# Set of tasks:
**A)** Answer these questions from the passage on the film's production and music:
(i) Who was announced in November 1999 as cast in the role of Trevor McKinney?
(ii) Where was the additional shooting for the bridge scene done?
(iii) Which label released the soundtrack, and on what date?
Mark your answers (i), (ii) and (iii).
**B)** Pick up the passage on the film's production and music where it stops, and continue writing it.

Segment Start: Passage shown

In November 1999, it was announced that Haley Joel Osment had been cast as Trevor McKinney.

Though the book is set in Atascadero, California, location scout Maggie Mancuso noted the movie initially placed the story in Tucson, Arizona, then later the film production changed the setting to Las Vegas, Nevada, to "show Las Vegas life off the Strip." Filming took place between February and April 2000 in Las Vegas and in studio in Los Angeles, California, with additional shooting (for the bridge scene) taking place in Portland, Oregon.

===Music===
The film's soundtrack was composed and created by Thomas Newman and was released by Varèse Sarabande on October 31, 2000. The soundtrack was generally praised by critics, and is considered to be fitting with the theme of the film.

The track listing of the soundtrack is:

- "Possibility" (2:34)
- "Car Trouble" (1:08)

Segment End: Passage shown
Segment Start: Dataset records

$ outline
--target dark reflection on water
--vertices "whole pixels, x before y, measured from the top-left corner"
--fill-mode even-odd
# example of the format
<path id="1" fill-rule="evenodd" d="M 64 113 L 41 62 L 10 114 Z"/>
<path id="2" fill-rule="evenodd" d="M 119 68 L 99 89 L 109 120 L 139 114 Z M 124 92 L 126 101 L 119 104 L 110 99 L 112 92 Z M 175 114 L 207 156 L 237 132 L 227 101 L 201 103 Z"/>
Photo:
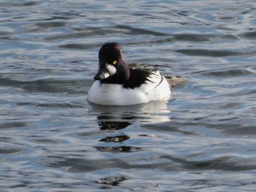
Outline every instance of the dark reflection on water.
<path id="1" fill-rule="evenodd" d="M 254 191 L 248 1 L 1 1 L 3 191 Z M 105 42 L 188 81 L 165 101 L 86 101 Z"/>

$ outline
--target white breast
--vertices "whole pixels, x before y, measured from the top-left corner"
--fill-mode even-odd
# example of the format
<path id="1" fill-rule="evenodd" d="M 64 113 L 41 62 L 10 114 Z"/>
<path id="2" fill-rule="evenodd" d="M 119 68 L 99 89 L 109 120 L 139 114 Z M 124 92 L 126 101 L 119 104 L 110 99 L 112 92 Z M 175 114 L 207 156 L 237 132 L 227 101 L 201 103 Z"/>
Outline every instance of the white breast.
<path id="1" fill-rule="evenodd" d="M 163 78 L 153 74 L 150 81 L 133 89 L 96 81 L 88 93 L 87 100 L 101 105 L 130 105 L 162 99 L 171 93 L 168 82 Z"/>

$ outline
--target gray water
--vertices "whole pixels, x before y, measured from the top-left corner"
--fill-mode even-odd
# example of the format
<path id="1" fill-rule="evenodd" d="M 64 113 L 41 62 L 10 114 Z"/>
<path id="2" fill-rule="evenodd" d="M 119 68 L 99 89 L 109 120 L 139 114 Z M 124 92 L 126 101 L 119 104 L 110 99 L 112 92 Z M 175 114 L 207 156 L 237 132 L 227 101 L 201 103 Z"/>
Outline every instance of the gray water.
<path id="1" fill-rule="evenodd" d="M 1 1 L 0 191 L 255 191 L 255 1 Z M 186 77 L 87 102 L 109 41 Z"/>

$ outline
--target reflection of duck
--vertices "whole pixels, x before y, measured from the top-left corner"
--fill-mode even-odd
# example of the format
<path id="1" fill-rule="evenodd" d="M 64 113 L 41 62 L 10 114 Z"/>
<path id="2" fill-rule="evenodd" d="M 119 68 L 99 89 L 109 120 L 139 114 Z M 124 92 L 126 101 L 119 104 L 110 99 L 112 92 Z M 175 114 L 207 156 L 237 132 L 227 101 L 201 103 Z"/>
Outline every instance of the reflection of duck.
<path id="1" fill-rule="evenodd" d="M 119 130 L 133 123 L 161 123 L 170 121 L 170 110 L 162 101 L 129 106 L 91 105 L 98 113 L 98 125 L 102 130 Z"/>
<path id="2" fill-rule="evenodd" d="M 160 101 L 115 107 L 96 104 L 91 107 L 94 113 L 98 114 L 99 127 L 105 132 L 105 137 L 99 139 L 95 147 L 104 152 L 139 150 L 140 148 L 129 145 L 131 138 L 124 128 L 133 126 L 133 123 L 154 124 L 170 120 L 167 105 Z"/>
<path id="3" fill-rule="evenodd" d="M 101 105 L 131 105 L 168 97 L 170 81 L 157 66 L 124 61 L 116 42 L 102 45 L 99 52 L 97 81 L 88 93 L 88 101 Z M 173 84 L 174 79 L 168 78 Z"/>

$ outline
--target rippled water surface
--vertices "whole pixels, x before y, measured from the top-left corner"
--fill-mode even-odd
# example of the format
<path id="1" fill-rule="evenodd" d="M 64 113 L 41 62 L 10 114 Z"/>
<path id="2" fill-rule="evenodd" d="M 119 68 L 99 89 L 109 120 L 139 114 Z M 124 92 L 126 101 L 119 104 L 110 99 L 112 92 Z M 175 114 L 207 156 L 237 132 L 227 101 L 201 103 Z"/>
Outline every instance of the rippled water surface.
<path id="1" fill-rule="evenodd" d="M 1 1 L 1 191 L 255 191 L 255 1 Z M 186 77 L 86 101 L 97 53 Z"/>

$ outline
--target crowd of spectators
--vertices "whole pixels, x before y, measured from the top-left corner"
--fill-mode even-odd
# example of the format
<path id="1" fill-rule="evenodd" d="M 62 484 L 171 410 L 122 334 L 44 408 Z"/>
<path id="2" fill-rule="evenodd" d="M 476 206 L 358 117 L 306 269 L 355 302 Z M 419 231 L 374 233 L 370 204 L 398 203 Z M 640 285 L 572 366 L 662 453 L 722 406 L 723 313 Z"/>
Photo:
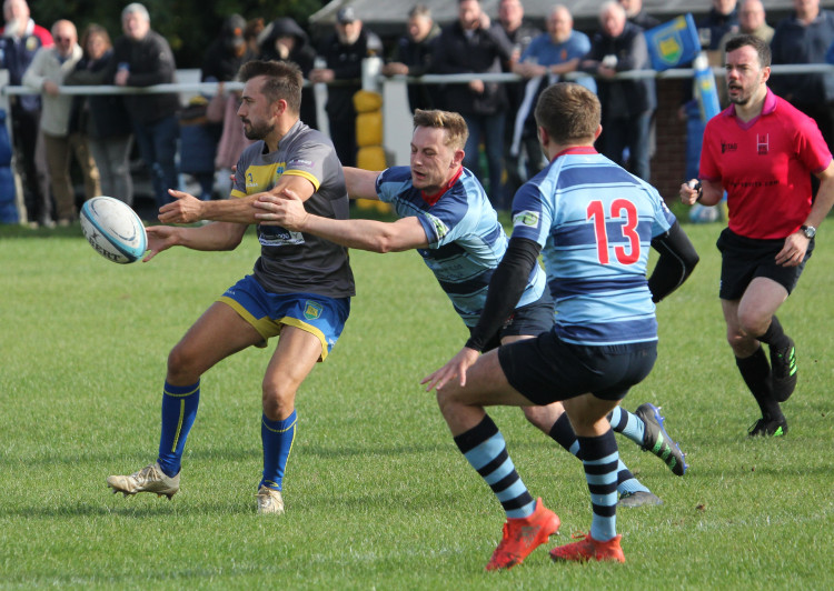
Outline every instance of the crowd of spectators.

Segment End: Dataset records

# Outputs for the tasks:
**A)**
(i) Haley Joel Osment
(ii) Portland, Oregon
(iii) Varèse Sarabande, on October 31, 2000

**B)**
- "Washer Vodka" (1:53)
- "Cereal Bum" (1:04)
- "Come Out Jerry" (1:10)
- "Fixture Vodka" (1:37)
- "Rat Bastard" (0:57)
- "One Kiss" (1:47)
- "Tardiness" (2:11)
- "In Recovery" (1:03)
- "Jaguar" (1:04)
- "Dumpster" (1:11)
- "Sleepover" (4:33)
- "Cosmic Aristotle" (1:56)
- "Euphemism" (1:06)
- "Pay It Forward" (1:06)
- "Night and Day and Night" (1:09)
- "Asthma" (0:59)
- "Powers of Three" (1:03)
- "Desert Drive" (1:35)
- "Wasted Air" (1:42)
- "The Bad Thing" (0:51)
- "Gasoline" (1:40)
- "Velocity Organ" (1:27)
- "I Forgive You" (2:26)

In addition, the song "Calling All Angels" by Jane Siberry is played at the end of the film and is included on the soundtrack.

==Reception==
===Box office===
The film opened at #4 at the North American box office making $9,631,359 million USD in its opening weekend, behind Remember the Titans, Bedazzled and Meet the Parents, the latter of which was on its third week of release at the number one spot.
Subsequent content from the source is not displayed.